-------- Given data

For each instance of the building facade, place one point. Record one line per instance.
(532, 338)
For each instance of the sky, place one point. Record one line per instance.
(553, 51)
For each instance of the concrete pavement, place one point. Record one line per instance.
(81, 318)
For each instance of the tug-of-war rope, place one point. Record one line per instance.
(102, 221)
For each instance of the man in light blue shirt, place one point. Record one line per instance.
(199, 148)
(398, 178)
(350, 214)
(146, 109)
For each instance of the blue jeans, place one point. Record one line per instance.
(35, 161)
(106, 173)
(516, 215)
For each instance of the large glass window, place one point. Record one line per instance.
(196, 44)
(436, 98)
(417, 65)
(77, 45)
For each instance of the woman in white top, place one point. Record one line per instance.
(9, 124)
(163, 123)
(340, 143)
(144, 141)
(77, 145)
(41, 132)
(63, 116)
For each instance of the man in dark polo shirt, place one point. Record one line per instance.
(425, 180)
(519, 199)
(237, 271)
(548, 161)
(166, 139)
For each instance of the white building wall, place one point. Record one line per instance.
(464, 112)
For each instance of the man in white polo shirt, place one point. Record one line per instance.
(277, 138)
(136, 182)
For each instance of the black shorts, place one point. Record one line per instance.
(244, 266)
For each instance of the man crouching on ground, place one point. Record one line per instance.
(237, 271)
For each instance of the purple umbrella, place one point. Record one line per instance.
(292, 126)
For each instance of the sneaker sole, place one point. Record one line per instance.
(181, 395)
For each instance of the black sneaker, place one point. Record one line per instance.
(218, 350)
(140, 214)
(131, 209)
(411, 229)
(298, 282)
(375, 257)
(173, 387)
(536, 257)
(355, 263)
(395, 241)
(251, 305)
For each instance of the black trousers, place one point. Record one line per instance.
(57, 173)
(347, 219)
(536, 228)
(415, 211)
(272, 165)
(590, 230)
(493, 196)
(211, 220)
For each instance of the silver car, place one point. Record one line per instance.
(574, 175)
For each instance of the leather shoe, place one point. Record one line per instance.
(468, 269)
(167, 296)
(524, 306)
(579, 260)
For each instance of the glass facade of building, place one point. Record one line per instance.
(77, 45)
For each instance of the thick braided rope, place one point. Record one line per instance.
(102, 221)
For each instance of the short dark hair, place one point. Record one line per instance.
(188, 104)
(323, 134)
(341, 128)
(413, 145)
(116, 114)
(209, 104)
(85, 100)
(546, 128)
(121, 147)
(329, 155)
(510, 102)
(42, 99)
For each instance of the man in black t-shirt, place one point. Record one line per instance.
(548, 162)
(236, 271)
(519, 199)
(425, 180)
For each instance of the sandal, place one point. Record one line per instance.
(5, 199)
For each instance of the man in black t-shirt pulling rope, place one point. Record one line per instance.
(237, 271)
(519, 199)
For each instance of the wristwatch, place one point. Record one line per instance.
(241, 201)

----------------

Exercise brief — Repeat every line of the records above word for word.

Response for this exercise —
For each instance of the building facade, place one point. Record one line per instance.
(532, 338)
For each instance of the sky, place one point. Record one line per instance.
(553, 51)
For each instance of the concrete pavement, place one point. Record one line per instance.
(81, 318)
For each instance of the tug-of-war rope, place one point. Record one line per instance.
(102, 221)
For each instance of the man in light blue shirt, place one point. Record one line per instance.
(199, 148)
(398, 178)
(350, 214)
(146, 109)
For each instance of the blue jeans, place one point. Record one line per instance.
(35, 161)
(106, 173)
(516, 215)
For each instance of the large glass window, place one point. Record one line per instance.
(196, 44)
(436, 98)
(417, 65)
(77, 45)
For each instance of the woman in white top, place one point. Record one line per instance.
(9, 124)
(163, 123)
(340, 143)
(144, 141)
(77, 145)
(41, 132)
(63, 116)
For each instance of the man in dark polo shirt, place one point. Record one line per instance.
(425, 180)
(519, 199)
(237, 271)
(548, 161)
(166, 139)
For each instance of the white building wall, place one point. Record one line per instance.
(464, 112)
For each instance of the man in white polo shirt, place one point. Record one line per instance.
(277, 138)
(136, 182)
For each instance of the black shorts, place one point. Record one line per instance.
(244, 266)
For each instance of the man crouching on ground, place one point. Record one line per instance.
(237, 271)
For each instance of the purple umbrella, place one point. Record one line per instance.
(292, 126)
For each instance of the sneaker sole, place one point. Record one line per instance.
(181, 395)
For each instance of the black sneaker, place one point. Record one line per instance.
(218, 350)
(140, 214)
(131, 209)
(411, 229)
(298, 282)
(375, 257)
(173, 387)
(536, 257)
(355, 263)
(395, 241)
(251, 305)
For each instance of the black trousers, place one point. Record one line per instance.
(57, 173)
(347, 219)
(536, 228)
(415, 211)
(272, 165)
(590, 230)
(493, 196)
(211, 220)
For each instance of the silver car, place one point. Record one line per instance.
(574, 175)
For each instance of the leather shoe, place one point. Record one line per instance.
(468, 269)
(167, 296)
(524, 306)
(579, 260)
For each instance of the glass facade of building, place one point. Record one line per instance.
(77, 45)
For each instance of the thick braided rope, place one point. Record one line per instance.
(102, 221)
For each instance of the short dark hair, place one point. Record one line per instance.
(188, 104)
(323, 134)
(341, 128)
(413, 145)
(116, 114)
(209, 104)
(85, 100)
(546, 128)
(121, 147)
(329, 155)
(510, 102)
(42, 99)
For each instance of the man in black t-shirt, place one point. Record one line per instance.
(548, 162)
(236, 271)
(519, 199)
(425, 180)
For each instance of the sandal, place one point. Record one line per instance.
(5, 199)
For each instance of the man in black t-shirt pulling rope, place one point. Record one line per instance.
(237, 271)
(519, 199)
For each instance of the wristwatch, place one point. Record one line per instance.
(241, 201)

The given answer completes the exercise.